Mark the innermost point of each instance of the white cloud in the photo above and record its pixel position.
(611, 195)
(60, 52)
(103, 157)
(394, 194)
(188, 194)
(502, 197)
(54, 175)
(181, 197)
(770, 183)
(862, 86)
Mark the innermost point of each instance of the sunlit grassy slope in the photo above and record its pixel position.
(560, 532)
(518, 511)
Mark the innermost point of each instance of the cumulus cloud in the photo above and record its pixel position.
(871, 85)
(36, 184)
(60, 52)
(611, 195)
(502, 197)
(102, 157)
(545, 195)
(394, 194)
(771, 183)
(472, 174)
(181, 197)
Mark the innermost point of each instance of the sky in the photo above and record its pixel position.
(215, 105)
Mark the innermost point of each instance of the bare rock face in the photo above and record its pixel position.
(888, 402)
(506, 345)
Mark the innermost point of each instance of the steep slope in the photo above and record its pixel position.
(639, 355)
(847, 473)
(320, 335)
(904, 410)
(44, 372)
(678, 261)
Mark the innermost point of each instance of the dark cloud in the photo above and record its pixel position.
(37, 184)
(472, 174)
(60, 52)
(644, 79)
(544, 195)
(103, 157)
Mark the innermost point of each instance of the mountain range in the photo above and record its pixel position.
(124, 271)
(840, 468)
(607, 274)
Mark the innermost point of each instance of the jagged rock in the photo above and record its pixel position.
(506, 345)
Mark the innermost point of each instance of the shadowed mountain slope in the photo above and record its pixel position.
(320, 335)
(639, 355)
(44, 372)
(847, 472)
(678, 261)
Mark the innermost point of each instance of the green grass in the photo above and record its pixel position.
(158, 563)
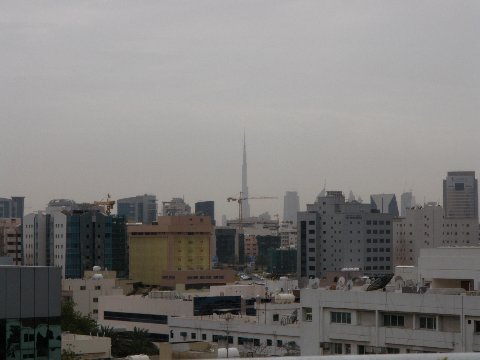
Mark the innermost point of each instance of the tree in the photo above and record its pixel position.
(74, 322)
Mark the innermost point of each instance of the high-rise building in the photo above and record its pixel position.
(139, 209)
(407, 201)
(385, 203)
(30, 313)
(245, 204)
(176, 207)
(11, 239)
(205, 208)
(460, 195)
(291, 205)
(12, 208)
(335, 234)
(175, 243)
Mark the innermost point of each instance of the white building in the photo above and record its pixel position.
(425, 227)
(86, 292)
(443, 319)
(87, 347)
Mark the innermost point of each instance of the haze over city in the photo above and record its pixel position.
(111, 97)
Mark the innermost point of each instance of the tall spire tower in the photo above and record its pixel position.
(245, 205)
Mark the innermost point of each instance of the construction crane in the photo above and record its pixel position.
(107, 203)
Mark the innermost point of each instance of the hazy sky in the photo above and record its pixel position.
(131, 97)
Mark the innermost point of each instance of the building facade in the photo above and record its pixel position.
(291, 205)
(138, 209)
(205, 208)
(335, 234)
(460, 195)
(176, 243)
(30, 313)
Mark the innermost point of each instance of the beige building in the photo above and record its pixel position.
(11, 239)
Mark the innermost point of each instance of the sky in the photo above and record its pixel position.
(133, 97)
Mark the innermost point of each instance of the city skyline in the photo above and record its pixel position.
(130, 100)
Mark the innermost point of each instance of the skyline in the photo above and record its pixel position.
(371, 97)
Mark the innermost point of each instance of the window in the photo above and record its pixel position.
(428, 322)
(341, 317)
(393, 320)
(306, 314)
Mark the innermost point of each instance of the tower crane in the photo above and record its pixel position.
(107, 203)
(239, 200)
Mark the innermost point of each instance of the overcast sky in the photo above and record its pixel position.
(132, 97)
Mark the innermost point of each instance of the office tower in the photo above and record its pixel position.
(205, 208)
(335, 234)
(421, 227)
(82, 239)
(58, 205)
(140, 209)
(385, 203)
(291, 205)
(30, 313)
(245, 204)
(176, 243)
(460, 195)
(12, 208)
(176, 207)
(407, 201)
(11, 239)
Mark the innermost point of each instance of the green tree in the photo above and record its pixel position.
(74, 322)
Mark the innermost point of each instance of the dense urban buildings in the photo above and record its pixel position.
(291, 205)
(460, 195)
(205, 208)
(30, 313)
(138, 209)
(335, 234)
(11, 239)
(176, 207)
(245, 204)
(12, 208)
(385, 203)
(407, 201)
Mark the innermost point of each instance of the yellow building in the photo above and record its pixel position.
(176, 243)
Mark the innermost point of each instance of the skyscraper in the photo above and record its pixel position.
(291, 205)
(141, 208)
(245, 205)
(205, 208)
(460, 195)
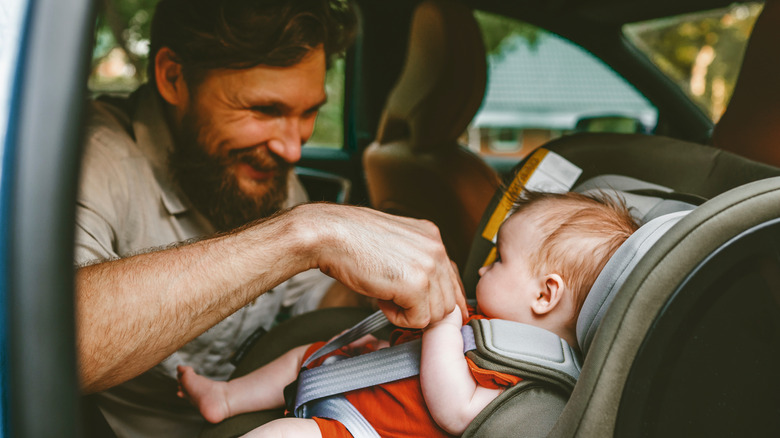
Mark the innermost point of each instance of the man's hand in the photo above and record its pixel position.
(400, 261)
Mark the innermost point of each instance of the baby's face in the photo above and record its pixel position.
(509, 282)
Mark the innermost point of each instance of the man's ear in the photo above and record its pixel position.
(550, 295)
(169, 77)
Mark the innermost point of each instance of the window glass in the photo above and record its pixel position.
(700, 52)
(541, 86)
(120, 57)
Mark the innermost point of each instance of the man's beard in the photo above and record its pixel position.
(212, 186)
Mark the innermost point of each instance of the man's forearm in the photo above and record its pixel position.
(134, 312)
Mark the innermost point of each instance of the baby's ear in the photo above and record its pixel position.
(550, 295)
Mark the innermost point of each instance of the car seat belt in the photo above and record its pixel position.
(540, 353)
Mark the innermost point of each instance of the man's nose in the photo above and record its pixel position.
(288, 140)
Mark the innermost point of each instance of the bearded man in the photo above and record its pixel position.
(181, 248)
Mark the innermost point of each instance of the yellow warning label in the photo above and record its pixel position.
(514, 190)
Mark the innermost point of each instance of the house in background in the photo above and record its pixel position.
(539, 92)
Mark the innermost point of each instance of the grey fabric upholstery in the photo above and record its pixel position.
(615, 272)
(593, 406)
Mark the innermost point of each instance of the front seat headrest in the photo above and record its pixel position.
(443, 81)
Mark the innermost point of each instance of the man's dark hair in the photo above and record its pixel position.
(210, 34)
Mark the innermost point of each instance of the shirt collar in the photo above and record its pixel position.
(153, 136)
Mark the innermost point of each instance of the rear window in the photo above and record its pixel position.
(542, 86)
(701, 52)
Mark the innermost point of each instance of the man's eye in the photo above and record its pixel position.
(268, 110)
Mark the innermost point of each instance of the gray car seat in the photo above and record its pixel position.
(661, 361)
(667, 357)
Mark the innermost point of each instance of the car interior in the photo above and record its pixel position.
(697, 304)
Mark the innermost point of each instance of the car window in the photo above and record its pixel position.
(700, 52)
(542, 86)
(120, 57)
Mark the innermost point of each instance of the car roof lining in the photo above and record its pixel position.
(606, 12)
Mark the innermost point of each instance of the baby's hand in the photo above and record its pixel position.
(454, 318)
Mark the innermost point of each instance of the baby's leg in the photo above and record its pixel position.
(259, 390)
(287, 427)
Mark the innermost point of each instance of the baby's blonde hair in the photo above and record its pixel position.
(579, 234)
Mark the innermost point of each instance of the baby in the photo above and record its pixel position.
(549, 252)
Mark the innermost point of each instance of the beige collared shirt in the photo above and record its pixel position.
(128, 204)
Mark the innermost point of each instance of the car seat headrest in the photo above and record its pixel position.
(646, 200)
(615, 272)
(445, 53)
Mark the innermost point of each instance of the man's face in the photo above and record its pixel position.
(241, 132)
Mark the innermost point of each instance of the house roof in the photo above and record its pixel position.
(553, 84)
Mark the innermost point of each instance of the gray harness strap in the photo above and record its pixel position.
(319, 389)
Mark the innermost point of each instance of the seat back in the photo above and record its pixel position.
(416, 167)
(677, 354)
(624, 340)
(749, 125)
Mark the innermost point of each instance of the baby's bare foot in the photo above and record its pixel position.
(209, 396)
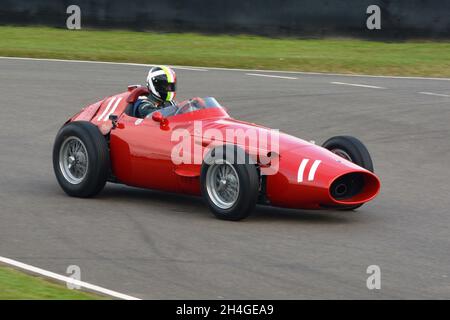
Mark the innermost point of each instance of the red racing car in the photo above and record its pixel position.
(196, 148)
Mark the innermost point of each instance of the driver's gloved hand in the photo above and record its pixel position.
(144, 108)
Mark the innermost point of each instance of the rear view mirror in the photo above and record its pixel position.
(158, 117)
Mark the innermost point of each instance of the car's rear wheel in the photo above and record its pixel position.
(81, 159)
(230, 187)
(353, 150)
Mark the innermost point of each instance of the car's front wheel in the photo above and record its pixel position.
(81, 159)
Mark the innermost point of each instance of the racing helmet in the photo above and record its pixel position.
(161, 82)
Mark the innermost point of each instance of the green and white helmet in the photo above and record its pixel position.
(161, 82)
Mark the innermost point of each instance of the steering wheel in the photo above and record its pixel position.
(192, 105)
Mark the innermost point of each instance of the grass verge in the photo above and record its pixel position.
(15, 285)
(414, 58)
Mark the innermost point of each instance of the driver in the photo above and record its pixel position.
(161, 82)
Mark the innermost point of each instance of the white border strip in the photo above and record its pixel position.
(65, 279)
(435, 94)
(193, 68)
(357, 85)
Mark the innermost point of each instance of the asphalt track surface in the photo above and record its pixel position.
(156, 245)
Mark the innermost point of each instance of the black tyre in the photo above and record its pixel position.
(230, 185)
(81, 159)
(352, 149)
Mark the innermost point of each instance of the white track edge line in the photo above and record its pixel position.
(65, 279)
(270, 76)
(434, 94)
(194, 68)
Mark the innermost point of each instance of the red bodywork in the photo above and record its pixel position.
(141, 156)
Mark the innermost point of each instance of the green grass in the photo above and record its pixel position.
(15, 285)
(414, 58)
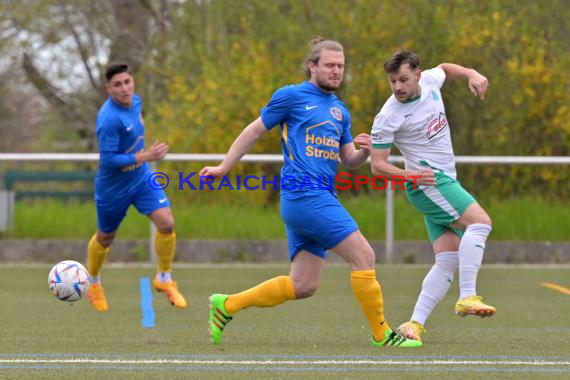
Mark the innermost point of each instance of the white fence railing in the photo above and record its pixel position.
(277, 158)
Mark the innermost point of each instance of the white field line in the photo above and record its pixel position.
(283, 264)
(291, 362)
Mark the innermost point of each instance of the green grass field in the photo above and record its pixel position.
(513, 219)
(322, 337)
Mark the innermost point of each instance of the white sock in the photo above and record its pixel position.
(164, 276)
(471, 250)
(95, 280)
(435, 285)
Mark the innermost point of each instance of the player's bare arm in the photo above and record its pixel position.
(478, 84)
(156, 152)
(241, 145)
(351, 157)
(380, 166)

·····

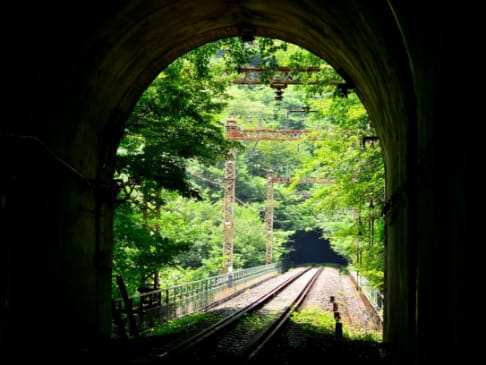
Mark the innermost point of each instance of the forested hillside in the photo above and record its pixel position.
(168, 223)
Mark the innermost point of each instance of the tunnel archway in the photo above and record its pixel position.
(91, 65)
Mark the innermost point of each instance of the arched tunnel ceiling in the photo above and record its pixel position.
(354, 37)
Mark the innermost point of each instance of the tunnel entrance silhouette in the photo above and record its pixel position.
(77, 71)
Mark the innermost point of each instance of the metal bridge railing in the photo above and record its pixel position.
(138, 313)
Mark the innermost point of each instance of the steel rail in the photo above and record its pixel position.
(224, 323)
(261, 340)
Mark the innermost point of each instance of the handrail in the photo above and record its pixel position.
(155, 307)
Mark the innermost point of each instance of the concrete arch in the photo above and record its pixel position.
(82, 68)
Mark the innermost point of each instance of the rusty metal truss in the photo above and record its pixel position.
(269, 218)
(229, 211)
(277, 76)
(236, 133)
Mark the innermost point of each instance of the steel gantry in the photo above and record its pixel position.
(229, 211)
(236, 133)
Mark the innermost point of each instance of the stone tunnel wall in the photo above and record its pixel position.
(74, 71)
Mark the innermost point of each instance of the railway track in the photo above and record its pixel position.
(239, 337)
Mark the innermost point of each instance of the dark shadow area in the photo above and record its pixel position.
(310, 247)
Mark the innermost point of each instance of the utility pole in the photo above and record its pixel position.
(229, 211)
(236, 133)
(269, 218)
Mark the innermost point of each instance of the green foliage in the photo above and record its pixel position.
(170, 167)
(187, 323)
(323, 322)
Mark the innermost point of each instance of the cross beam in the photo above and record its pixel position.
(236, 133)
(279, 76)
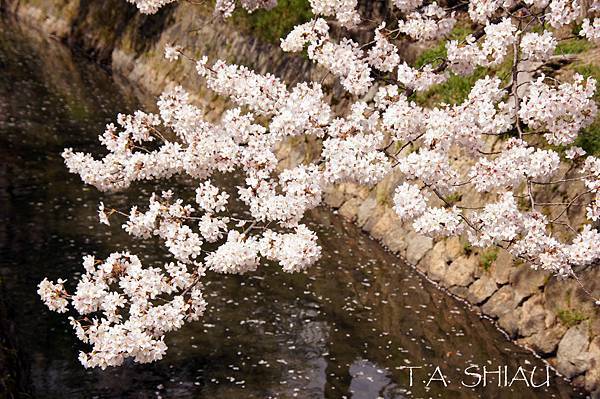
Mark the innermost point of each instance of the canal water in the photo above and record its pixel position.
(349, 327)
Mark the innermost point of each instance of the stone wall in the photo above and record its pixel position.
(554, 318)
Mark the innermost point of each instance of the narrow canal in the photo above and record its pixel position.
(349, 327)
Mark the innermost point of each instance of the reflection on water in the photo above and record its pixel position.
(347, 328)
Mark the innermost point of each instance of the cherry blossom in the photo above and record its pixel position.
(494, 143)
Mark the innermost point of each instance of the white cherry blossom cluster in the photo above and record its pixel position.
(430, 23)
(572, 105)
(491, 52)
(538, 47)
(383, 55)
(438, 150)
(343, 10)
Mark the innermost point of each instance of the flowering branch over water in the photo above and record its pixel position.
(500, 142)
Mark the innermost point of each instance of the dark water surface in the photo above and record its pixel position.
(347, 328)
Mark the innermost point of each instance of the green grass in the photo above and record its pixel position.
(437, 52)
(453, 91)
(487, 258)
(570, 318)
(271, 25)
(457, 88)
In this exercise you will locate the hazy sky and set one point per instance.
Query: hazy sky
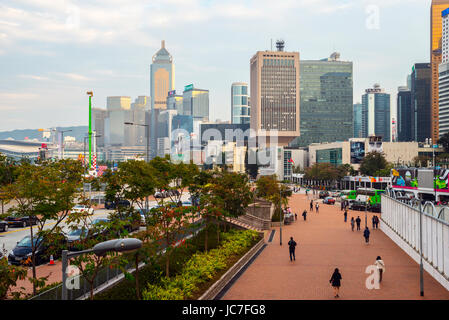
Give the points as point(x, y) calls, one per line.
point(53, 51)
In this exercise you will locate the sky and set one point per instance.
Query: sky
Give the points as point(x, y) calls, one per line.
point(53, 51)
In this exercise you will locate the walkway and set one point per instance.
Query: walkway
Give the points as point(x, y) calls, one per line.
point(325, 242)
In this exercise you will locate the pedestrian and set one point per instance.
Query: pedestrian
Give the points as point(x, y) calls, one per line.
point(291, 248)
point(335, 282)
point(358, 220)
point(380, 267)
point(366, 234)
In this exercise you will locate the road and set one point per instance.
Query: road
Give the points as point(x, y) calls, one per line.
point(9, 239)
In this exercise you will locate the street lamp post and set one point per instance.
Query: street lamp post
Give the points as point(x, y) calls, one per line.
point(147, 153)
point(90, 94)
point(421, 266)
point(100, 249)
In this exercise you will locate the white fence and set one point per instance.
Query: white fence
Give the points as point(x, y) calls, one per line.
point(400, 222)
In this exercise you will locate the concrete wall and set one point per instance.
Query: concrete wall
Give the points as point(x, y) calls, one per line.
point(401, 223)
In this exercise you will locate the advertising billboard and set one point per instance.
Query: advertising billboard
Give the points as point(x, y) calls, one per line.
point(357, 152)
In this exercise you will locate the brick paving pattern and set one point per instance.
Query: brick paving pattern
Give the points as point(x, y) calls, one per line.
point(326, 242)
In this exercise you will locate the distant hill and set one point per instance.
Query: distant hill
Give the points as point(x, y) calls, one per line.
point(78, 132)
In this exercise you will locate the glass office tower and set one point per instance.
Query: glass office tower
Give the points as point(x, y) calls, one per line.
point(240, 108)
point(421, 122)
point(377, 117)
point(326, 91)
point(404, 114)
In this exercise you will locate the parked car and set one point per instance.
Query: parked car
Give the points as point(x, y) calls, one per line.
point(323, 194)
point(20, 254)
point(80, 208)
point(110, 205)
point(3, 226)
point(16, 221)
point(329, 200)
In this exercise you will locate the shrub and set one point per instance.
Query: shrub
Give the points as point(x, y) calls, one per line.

·····

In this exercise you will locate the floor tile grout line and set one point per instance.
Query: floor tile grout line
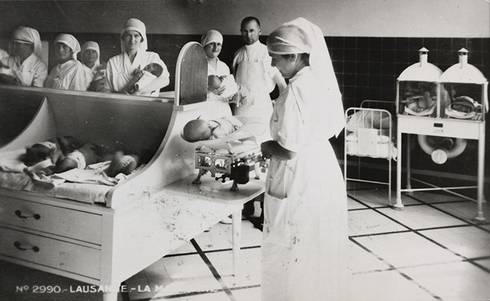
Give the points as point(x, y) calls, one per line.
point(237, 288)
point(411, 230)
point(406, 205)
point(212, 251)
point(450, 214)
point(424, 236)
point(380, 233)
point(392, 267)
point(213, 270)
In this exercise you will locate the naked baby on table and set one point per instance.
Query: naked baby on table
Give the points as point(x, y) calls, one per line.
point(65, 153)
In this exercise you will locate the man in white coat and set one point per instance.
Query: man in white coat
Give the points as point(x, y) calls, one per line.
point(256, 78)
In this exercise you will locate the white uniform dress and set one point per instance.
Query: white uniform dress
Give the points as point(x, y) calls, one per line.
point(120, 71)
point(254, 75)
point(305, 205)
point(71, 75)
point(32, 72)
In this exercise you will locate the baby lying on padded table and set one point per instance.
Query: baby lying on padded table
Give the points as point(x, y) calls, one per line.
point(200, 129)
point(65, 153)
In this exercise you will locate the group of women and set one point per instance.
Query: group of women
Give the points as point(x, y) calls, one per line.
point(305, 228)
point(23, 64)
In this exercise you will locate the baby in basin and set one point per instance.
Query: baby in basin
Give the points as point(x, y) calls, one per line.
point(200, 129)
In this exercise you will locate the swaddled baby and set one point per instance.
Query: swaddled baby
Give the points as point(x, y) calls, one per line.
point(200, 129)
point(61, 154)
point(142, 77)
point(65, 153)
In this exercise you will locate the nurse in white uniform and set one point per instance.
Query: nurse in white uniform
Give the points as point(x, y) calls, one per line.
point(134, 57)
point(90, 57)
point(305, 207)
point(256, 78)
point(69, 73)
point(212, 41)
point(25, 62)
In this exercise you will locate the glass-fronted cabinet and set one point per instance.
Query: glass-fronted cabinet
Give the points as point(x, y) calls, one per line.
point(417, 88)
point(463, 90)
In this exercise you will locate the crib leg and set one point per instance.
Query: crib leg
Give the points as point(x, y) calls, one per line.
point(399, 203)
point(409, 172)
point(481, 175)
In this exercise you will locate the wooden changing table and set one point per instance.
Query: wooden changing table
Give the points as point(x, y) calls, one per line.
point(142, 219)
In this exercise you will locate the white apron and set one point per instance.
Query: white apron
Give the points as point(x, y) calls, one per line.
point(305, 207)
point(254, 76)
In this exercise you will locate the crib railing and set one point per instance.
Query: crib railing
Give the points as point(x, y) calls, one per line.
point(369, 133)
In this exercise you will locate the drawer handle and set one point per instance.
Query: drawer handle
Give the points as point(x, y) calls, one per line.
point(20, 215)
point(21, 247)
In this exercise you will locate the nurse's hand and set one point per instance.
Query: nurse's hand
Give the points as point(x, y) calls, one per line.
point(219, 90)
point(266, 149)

·····

#### [Exercise aim]
In the data above, which lines lie between the line with "In this exercise you will locate the brick" and the line with "In this exercise you will locate the distant", inclusive? Print those lines exactly and nothing else.

#### [Your solution]
In this exercise you will locate the brick paving pattern and set one point per instance.
Query: brick paving pattern
Give the points as point(x, y) calls, one per line.
point(326, 242)
In this exercise you will locate the distant hill and set one point per instance.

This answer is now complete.